### Task 1:
In the text on photographing women, what is the first tip the writer gives?

### Text excerpt:
begin

Photography can be such an amazing aid in rediscovering one’s inner and outer beauty. I can’t recall ever doing a portrait or boudoir shoot where I didn’t think the person was beautiful in some way. To me, it is all about the person and finding out who they are on the inside and then capturing how they shine. When you see that ‘shine’, you see their beauty – both inside and out. Being able to capture that, is why I want to be a photographer and why I love photographing women. Helping women feel beautiful, helping women feel special, helping them regain part of what has been lost or forgotten. It is such an immense privilege really and being there when they see the images, is really special. It is, however not just about the final images. When a woman walks into my studio, nervous and a little anxious about being there and not really understanding how she got there (emotionally), seeing her relax, seeing her start to have fun and then once the shoot is over, saying upon leaving ‘I didn’t think I could do that, but I would do it again!’ THAT is why I do what I do. THAT is why I love photographing women.

Tips for photographing women

This is a whole other blog post really, but if I was to just give 3 tips for photographing women, I would say:

1 – If possible, meet with your clients in advance of the shoot. Get to know them a little bit, make them a coffee and chat with them to see what it is they are after and what they want to achieve – and most importantly WHY they want to have a shoot in the first place.

end

### Data for this task:
begin

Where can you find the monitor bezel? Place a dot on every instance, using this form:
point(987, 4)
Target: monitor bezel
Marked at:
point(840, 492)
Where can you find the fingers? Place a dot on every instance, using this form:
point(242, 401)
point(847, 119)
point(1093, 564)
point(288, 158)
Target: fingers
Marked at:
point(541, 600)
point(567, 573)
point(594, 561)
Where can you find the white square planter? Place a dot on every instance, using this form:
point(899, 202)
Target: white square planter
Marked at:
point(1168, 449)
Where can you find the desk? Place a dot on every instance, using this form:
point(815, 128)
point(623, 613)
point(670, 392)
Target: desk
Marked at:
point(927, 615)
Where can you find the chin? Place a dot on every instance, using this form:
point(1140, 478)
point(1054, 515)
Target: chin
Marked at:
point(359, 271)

end
begin

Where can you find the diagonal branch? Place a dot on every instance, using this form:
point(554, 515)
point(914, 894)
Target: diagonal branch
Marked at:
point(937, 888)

end

### Task 2:
Copy the entries exactly, from the line containing "Where can you find the diagonal" down to the line containing "point(937, 888)", including both of those lines.

### Correct output 1:
If possible, meet with your clients in advance of the shoot.

### Correct output 2:
Where can you find the diagonal branch? Place a dot on every instance, using this form:
point(554, 515)
point(914, 894)
Target: diagonal branch
Marked at:
point(937, 888)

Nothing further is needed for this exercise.